— Start —
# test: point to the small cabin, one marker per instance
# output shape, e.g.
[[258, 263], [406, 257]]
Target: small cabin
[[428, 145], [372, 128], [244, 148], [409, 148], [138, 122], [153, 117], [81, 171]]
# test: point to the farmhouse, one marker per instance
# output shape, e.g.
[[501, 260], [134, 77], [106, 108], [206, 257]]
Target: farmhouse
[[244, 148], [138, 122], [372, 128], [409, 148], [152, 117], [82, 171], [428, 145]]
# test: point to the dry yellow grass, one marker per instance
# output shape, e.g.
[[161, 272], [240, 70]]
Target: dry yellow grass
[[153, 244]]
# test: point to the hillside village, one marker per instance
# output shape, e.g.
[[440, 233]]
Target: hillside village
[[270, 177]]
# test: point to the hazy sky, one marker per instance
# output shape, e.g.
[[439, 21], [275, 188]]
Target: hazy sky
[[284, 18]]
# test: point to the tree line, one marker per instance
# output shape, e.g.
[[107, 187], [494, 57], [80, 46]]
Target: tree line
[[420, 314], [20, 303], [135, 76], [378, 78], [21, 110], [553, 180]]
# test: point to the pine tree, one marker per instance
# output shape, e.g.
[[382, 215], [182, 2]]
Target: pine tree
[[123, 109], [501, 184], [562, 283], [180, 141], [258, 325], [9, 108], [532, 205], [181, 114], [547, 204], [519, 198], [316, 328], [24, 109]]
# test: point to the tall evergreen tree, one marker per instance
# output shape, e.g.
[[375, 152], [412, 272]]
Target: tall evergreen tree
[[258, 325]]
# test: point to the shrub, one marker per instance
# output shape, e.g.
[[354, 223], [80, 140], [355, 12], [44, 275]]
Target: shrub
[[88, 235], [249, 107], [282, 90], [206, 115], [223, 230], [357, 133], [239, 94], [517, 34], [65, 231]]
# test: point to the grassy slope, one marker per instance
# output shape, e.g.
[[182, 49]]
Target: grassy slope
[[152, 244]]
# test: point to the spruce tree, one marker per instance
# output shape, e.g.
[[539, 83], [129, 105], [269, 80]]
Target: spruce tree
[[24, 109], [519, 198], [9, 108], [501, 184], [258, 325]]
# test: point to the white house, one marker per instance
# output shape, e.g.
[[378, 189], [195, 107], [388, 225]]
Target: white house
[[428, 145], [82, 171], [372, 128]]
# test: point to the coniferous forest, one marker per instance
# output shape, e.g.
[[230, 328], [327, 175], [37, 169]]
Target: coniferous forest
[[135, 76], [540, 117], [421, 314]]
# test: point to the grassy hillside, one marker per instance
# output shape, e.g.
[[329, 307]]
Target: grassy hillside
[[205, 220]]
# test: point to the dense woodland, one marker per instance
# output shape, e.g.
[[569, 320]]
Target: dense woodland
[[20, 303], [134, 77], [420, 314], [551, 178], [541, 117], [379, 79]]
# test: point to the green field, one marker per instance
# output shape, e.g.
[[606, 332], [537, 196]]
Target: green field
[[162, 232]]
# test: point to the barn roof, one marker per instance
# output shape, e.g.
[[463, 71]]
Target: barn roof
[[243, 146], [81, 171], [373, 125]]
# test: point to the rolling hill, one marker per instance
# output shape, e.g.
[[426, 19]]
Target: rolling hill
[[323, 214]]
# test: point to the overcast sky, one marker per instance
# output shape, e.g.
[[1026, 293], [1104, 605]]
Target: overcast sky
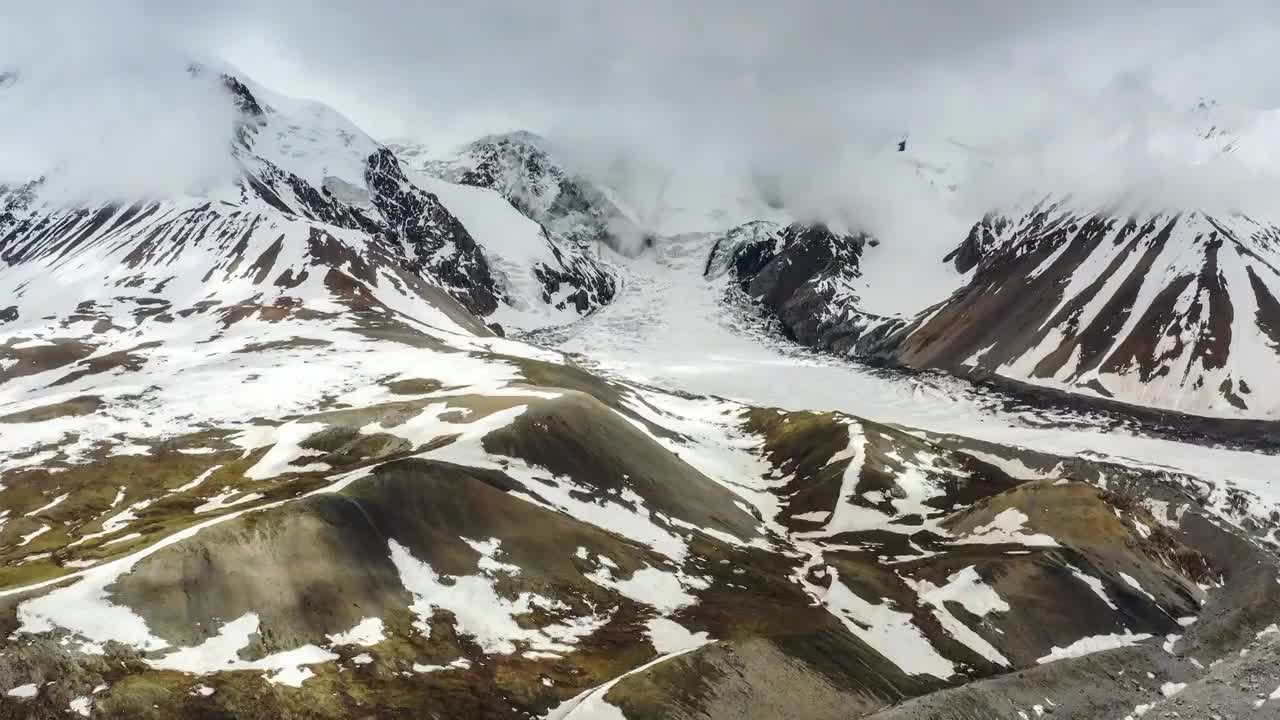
[[799, 87]]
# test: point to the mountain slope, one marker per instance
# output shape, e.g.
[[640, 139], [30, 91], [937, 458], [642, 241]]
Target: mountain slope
[[263, 456], [524, 168], [1164, 311]]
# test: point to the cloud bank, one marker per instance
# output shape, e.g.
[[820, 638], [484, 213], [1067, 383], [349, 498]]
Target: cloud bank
[[807, 98]]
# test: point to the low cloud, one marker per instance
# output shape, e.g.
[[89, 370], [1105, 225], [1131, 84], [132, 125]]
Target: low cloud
[[801, 103]]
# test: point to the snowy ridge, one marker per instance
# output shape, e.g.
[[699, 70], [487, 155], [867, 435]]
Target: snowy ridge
[[524, 168], [1175, 311]]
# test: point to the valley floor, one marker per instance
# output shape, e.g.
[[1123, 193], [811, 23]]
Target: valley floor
[[668, 327]]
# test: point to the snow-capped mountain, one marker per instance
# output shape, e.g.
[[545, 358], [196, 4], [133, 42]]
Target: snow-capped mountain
[[1165, 310], [525, 169], [263, 454]]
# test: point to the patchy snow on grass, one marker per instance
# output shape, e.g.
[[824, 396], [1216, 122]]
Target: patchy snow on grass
[[668, 637], [1170, 689], [222, 654], [23, 692], [481, 613], [590, 705], [1093, 643], [1133, 582], [1096, 586], [1006, 528], [970, 592], [653, 587], [81, 705], [888, 632], [366, 633]]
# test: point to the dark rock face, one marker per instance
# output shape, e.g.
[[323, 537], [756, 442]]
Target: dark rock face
[[440, 245], [803, 276], [576, 282], [1125, 311], [519, 168]]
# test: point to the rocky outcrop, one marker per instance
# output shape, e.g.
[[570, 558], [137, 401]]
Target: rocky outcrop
[[439, 244], [804, 277], [1166, 313], [522, 169]]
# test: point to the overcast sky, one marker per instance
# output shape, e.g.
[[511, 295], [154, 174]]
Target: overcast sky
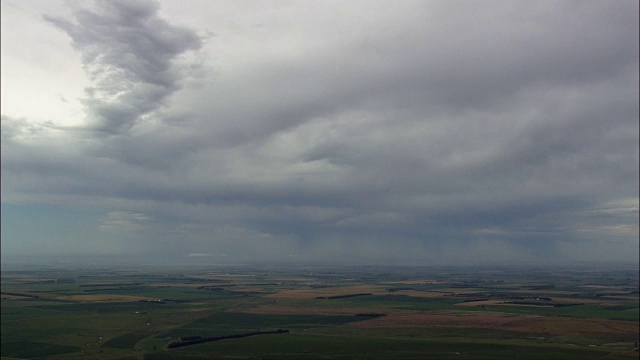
[[378, 132]]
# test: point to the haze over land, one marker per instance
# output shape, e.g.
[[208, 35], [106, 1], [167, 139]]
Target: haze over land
[[421, 132]]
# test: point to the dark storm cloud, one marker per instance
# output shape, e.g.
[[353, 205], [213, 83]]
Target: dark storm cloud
[[129, 53], [429, 132]]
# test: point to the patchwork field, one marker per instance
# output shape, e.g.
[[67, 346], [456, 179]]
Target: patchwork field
[[273, 312]]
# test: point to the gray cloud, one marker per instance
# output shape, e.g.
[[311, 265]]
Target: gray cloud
[[129, 54]]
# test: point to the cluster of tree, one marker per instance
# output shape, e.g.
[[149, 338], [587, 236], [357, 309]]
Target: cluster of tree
[[193, 340]]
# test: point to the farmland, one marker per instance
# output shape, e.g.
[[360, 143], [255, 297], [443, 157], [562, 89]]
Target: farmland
[[317, 312]]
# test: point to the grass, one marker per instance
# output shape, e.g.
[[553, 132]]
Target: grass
[[71, 326], [30, 349]]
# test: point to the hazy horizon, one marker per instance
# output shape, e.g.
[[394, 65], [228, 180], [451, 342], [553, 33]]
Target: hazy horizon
[[373, 132]]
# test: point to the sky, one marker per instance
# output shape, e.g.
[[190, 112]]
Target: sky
[[359, 132]]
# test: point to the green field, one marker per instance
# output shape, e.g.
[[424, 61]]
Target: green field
[[272, 312]]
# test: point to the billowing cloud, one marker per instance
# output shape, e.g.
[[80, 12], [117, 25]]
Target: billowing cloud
[[129, 54], [424, 133]]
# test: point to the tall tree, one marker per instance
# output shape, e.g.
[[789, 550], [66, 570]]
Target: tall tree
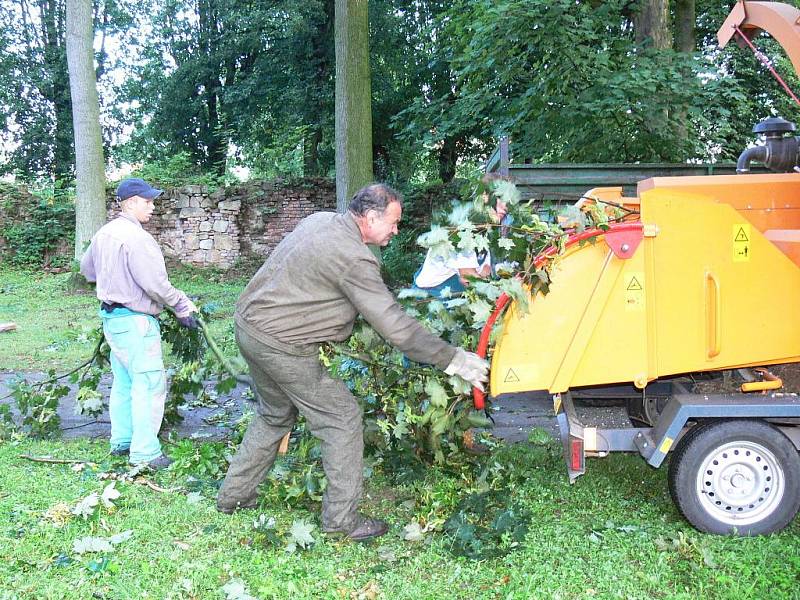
[[90, 205], [39, 112], [651, 23], [353, 100]]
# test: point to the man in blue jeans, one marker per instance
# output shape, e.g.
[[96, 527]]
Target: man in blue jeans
[[133, 288]]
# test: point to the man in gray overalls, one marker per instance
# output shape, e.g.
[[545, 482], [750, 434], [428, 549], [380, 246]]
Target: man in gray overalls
[[309, 291]]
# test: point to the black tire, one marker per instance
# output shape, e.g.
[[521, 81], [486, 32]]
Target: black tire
[[737, 477]]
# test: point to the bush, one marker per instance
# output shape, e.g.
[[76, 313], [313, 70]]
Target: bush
[[44, 238]]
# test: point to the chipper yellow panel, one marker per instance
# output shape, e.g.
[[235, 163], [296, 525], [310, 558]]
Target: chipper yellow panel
[[725, 294], [589, 306], [713, 285]]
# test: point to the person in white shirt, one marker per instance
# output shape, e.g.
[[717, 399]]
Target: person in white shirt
[[442, 276]]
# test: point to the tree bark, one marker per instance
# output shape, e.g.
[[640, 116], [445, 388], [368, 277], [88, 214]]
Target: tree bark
[[353, 100], [651, 21], [90, 204], [57, 90]]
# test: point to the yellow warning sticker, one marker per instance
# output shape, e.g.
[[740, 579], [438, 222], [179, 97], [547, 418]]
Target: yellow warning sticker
[[741, 242], [634, 291]]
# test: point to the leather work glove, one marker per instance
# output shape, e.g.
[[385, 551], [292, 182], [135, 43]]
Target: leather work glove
[[189, 321], [470, 367]]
— End —
> _THE EXERCISE_
Rescale everything from the line containing "# test: point to the hazy sky, one" down to the line containing "110], [553, 180]]", both included, and reproduce only those lines. Copy each record in full, requests included, but multiply every coordinate in the answers by 2.3 and round to whole numbers, with halves rounded up. Leave the requests and their sample output shapes unchanged.

> _EXERCISE SOLUTION_
# test: point to the hazy sky, one marker per instance
# output shape, e.g.
[[439, 21], [275, 188]]
Target: hazy sky
[[653, 41]]
# test: point to the tree line, one marker per instance
# output shape, e.g.
[[107, 187], [494, 57], [80, 46]]
Target: tree line
[[966, 722], [46, 697], [311, 175], [869, 179], [48, 253], [1272, 414]]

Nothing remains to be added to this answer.